> _Problem_
Write out every line of the entries below without changing a single character.

> _Input for this task_

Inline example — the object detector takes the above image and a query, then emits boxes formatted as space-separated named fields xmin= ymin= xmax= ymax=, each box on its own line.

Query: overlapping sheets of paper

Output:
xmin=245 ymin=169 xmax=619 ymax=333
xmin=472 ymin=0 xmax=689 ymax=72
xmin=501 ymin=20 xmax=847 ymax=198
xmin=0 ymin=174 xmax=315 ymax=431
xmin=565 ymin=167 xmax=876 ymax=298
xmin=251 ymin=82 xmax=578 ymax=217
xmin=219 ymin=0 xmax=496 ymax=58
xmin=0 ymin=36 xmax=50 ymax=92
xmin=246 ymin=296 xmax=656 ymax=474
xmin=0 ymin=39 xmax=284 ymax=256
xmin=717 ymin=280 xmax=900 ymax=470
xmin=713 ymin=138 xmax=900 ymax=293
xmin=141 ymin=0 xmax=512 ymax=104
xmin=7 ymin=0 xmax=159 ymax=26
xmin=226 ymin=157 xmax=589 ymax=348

> _The result_
Inline example — the object detector takes the above image and a query, then emits boxes formatted as space-separated named fields xmin= ymin= xmax= ymax=, each box on its own line.

Query: overlapping sheets of paper

Output:
xmin=245 ymin=169 xmax=619 ymax=333
xmin=472 ymin=0 xmax=689 ymax=72
xmin=501 ymin=20 xmax=847 ymax=198
xmin=0 ymin=174 xmax=315 ymax=431
xmin=565 ymin=167 xmax=876 ymax=298
xmin=251 ymin=82 xmax=578 ymax=217
xmin=219 ymin=0 xmax=496 ymax=58
xmin=0 ymin=36 xmax=50 ymax=92
xmin=246 ymin=296 xmax=656 ymax=474
xmin=0 ymin=39 xmax=284 ymax=256
xmin=717 ymin=280 xmax=900 ymax=470
xmin=713 ymin=138 xmax=900 ymax=293
xmin=141 ymin=0 xmax=512 ymax=104
xmin=7 ymin=0 xmax=159 ymax=26
xmin=226 ymin=157 xmax=589 ymax=348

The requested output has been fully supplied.